■ Excerpt provided:
(begin)

How to bind people’s attention to your media content

  1. One method is to deploy exaggeration. There’s some neurological evidence to support the tendency for people to be fascinated by exaggerated shapes, faces, compositions, colours, sounds — and overstatement, e.g. overstating the case for knots. See blog post Exaggeration.
  2. Another technique is to remind audiences from time to time that whatever you are presenting is after all not for real. This is the gist of Brechtian theatre: to take audiences behind the scenes, to “alienate the familiar” by jumping out of the immersive reality of the drama, as at the end of Mrs Brown’s Boys or Miranda, where the camera pulls back to show the studio setting or the actors break out of character and into a song — though this can occur throughout, as in Brecht’s play The Resistible Rise of Arturo Ui. (See Youtube trailer.) It’s to expose the tangle of cables and ropes holding up the scaffolding behind the sets, curtains, and green screen.
  3. A third approach is to keep audiences in suspense. Keep them hanging (as if from a cliff), to delay gratification. (See post Delayed gratification.) The knotting metaphor again comes into play here: the threads are left untied, the knot tying the two ends of the rope together remains secure, but the rope starts to creak, the fibres snap and unravel and …

References

  • Brecht, Bertolt. 1964. A short organum for the theatre. In J. Willett (ed.), Brecht on Theatre: The Development of an Aesthetic: 179-205. London: Methuen.

(end)

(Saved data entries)
(begin)

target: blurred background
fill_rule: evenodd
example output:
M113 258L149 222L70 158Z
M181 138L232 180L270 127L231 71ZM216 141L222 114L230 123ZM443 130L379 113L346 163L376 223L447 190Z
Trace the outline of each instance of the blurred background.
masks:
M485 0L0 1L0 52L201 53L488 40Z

(end)

■ Short exercise: In the text on holding people's attention to media content, which Brecht play is named as an example of stepping out of the drama throughout?

■ Written solution: The Resistible Rise of Arturo Ui